Exercise directions: Write what comes next in the profile of the former smoker who now gets yearly cancer screenings, picking up after its final sentence.

How One Woman Went from Avid Smoker to Dedicated Cancer Screening Patient

Nov Lung StoryMitzi Barney is certainly no stranger to the state of Montana. She grew up in Glendive, where she spent over 30 years of her life, but has since moved to Billings, where she spends 6 months of the year. When the weather turns cold and harsh, she turns her sail towards Florida and its warmer weather, but not before ensuring that she has received all of her cancer screenings.

She sadly watched her father, brother and sister all pass away from the terrible disease that cancer is. Additionally, another of her sisters was diagnosed with cancer, but is now cancer free. Mitzi herself was an avid smoker during her younger days, but after losing her close family, she decided it was time to make a change.

“I smoked for nearly 30 years,” Barney said. “I started in college because you could smoke cigarettes at your desk.”

Working as a Judicial Aid for the District Court for 28 years around Glendive, she always made it a priority towards the end of her career to travel to Billings for lung screenings each year. Now, she has been doing it for the past several years and does not plan on stopping.

“It’s so easy! You just have to make an appointment and show up,” she said. “I make sure I get checked every year for every type of cancer.”

Barney highly recommends getting screened early and believes that St. Vincent Healthcare is the place to do it. She noted that from the time it takes her to check in until she checks out, most times it only takes 10 minutes. In particular, one of the most important reasons she keeps coming back to St. Vincent for treatment is because she enjoys the staff, as they make jokes and make the screening process easy, enjoyable and relaxing.

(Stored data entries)
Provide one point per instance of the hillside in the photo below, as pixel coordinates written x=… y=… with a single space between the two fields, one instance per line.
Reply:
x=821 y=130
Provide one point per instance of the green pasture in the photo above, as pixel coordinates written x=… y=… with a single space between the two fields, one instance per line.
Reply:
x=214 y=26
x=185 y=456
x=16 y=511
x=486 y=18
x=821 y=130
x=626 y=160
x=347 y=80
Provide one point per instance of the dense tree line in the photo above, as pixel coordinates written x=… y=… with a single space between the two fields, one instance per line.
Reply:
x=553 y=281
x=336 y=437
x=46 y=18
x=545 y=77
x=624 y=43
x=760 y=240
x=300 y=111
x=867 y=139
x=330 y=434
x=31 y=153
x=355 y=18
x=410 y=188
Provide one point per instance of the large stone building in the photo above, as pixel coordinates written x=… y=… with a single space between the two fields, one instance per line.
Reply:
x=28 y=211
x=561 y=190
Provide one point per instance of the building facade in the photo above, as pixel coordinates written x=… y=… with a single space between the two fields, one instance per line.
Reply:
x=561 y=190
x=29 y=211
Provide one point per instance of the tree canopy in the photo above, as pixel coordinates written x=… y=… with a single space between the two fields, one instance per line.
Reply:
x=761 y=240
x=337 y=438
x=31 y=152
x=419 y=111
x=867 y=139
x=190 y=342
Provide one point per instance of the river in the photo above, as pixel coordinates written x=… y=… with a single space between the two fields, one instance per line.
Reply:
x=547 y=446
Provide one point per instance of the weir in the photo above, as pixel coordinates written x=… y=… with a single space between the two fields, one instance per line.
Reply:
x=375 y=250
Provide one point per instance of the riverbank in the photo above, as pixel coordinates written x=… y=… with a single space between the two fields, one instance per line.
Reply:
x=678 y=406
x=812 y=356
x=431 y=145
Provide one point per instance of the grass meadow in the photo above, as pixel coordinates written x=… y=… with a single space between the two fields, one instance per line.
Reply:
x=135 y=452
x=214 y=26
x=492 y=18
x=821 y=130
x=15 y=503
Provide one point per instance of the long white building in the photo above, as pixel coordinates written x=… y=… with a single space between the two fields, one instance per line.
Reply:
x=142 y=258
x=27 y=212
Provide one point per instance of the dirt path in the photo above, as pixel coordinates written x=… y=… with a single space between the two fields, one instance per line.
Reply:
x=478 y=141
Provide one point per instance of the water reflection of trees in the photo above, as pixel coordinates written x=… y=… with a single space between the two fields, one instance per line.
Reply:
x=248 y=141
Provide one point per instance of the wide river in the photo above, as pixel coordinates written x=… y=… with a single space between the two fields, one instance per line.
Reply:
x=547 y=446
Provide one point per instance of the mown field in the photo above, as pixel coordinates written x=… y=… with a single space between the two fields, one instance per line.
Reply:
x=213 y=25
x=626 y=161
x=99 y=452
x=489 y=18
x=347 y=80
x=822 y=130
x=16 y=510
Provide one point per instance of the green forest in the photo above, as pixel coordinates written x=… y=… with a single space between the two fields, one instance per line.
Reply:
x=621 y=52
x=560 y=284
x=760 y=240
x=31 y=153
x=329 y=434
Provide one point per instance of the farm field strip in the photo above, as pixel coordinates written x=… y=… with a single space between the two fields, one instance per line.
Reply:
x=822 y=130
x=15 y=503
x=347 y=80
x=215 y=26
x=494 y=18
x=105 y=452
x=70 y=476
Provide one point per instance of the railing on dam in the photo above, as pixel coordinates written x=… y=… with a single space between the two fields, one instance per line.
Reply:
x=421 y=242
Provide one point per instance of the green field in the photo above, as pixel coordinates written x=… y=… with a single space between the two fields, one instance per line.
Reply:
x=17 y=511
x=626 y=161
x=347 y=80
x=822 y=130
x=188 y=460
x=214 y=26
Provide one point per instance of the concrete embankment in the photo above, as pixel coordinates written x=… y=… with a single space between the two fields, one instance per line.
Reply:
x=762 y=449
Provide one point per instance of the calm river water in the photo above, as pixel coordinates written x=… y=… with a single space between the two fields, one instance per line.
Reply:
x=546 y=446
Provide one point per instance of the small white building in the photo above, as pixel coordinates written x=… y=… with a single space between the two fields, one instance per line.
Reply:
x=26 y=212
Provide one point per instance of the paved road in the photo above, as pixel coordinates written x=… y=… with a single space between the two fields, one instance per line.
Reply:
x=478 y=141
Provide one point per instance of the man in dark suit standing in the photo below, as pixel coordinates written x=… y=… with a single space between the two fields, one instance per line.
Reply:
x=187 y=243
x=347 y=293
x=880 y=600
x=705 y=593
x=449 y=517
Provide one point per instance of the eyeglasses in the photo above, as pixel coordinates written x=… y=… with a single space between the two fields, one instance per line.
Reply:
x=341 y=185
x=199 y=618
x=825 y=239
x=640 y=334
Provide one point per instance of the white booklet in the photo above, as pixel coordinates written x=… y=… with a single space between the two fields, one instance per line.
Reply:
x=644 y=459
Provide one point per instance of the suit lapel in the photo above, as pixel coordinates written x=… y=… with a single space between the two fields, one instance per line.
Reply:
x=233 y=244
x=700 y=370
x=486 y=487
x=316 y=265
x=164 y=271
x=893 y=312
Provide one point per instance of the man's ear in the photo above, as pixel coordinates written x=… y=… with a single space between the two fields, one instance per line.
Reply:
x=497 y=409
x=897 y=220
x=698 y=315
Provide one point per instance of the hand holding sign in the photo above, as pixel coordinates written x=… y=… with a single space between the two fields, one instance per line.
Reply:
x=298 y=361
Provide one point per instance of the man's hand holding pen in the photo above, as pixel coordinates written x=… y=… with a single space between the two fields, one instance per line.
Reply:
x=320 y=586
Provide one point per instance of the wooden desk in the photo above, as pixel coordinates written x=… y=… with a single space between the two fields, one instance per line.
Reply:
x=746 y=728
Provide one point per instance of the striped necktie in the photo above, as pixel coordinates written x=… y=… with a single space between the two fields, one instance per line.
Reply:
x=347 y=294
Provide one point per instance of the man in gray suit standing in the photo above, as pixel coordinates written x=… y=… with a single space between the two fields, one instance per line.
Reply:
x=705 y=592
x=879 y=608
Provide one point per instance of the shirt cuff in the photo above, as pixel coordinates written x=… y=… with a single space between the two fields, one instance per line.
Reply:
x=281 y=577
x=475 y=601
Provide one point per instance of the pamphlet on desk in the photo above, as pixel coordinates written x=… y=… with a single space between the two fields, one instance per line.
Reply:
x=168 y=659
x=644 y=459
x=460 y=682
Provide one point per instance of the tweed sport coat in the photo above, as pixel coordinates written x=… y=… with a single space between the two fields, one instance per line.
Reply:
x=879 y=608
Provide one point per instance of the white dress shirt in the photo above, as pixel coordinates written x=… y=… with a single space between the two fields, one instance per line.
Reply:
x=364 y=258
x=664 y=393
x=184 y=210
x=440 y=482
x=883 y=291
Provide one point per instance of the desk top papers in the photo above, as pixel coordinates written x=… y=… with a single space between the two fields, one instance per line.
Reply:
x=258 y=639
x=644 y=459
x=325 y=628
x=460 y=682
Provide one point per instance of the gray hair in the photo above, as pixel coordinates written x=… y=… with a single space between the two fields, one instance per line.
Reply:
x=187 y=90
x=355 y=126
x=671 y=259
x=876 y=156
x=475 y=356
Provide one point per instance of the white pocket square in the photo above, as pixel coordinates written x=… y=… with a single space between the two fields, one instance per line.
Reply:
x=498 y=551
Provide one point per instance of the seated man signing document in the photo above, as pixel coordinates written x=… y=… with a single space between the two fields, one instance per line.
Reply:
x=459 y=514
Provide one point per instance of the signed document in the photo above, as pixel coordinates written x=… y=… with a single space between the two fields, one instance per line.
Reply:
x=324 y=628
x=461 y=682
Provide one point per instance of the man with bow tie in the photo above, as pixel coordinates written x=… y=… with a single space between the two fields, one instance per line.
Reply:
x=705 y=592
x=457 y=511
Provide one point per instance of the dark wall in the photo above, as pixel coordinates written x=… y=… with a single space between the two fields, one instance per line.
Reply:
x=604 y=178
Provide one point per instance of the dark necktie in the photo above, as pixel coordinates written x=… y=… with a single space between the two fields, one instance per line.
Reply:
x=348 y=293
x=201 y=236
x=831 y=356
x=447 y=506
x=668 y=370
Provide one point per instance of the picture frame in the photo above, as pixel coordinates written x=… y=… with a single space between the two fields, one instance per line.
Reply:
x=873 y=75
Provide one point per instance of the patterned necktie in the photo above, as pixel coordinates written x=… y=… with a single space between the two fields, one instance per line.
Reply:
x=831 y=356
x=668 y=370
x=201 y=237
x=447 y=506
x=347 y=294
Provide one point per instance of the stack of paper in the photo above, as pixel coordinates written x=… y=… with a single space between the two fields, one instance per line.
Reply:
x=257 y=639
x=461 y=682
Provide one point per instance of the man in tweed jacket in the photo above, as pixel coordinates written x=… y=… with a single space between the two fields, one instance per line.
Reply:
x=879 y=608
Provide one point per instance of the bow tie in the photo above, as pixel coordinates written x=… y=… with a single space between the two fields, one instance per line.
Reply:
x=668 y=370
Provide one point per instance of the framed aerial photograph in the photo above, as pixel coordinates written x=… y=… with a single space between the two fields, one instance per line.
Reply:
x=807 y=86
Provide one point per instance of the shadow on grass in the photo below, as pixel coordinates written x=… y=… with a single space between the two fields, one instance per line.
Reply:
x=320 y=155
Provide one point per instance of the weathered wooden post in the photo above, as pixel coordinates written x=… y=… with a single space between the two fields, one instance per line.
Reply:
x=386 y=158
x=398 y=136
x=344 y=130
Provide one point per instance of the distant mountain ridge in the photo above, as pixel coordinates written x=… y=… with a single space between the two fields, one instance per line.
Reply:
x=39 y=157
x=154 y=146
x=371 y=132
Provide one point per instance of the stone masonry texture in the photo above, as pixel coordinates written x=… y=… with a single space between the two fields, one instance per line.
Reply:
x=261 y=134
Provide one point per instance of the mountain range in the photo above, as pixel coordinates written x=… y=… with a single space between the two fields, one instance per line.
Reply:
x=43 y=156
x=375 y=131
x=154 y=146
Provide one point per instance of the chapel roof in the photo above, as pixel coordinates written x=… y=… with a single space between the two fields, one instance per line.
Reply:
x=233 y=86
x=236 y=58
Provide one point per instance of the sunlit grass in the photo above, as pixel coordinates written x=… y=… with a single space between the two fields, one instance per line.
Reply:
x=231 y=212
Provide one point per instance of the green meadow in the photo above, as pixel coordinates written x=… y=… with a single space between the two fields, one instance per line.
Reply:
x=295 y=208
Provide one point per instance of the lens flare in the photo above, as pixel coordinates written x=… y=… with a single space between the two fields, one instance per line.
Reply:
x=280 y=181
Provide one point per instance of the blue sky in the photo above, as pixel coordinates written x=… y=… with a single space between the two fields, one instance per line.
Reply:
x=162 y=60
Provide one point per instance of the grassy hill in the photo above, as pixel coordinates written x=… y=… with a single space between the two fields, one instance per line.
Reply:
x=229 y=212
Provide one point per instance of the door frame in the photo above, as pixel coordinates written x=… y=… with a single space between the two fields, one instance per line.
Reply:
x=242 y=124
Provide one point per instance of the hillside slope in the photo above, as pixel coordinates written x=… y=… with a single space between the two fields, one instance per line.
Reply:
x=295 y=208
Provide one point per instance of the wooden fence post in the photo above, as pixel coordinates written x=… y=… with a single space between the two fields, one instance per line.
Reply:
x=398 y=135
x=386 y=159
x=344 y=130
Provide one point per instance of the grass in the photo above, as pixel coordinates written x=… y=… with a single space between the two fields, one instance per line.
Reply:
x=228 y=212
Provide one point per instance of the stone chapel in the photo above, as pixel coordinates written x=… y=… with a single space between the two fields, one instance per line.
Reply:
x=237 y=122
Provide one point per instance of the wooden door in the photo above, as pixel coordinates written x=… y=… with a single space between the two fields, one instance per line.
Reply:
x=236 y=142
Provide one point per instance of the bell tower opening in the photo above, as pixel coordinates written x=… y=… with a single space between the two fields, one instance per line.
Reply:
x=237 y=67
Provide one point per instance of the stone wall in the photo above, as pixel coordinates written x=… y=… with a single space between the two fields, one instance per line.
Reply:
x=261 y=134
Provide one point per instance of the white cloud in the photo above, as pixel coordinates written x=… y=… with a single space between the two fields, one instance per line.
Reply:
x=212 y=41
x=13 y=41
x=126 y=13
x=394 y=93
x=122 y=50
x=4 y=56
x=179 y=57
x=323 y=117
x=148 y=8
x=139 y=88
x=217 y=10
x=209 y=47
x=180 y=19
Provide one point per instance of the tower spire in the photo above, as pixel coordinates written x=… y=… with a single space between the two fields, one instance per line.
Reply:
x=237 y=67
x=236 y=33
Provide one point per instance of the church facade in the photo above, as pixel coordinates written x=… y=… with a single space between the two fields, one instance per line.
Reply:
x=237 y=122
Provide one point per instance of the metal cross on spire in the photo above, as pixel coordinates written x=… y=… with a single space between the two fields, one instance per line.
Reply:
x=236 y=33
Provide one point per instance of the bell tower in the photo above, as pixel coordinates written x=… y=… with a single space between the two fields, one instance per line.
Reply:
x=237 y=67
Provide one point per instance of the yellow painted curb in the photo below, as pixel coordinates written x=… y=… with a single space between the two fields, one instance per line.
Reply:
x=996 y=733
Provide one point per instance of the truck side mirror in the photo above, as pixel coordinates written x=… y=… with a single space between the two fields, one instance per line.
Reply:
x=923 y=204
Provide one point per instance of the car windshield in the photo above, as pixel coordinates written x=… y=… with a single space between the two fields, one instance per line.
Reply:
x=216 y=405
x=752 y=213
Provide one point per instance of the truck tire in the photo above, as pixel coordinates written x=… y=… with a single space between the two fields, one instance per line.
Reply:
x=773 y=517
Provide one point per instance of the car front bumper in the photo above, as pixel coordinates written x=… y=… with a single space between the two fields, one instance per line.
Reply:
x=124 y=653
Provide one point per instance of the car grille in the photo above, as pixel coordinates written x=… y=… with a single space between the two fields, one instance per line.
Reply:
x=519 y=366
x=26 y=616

Response:
“From the person at the front counter, to the professional performing the screening, they make my experience personal and I can always tell that they actually care.”

Lung cancer has a poor overall prognosis, with a 5-year survival of only 18%, but these poor outcomes occur largely because most diagnoses are made in advanced stages. It causes the most cancer deaths worldwide, accounting for 1.8 million new cases and 1.6 million deaths annually. Early detection and awareness can help save lives.

Screening is not a one-time test. In order for it to work, you have to come every year for as long as your doctor recommends and or that you meet the screening criteria, so that any cancer that may be small and slow growing will be found as early as possible.

If you currently smoke, it is still important to consider quitting. You might think it doesn’t matter, but there are lots of benefits to quitting, even now. Say goodbye to smoking forever. Quitting is difficult. That’s why smokers need Freedom from Smoking -- this course is sponsored by St. Vincent Healthcare and the American Lung Association. For more information, please contact the course educator, Mandy Frickel at 406-238-6428.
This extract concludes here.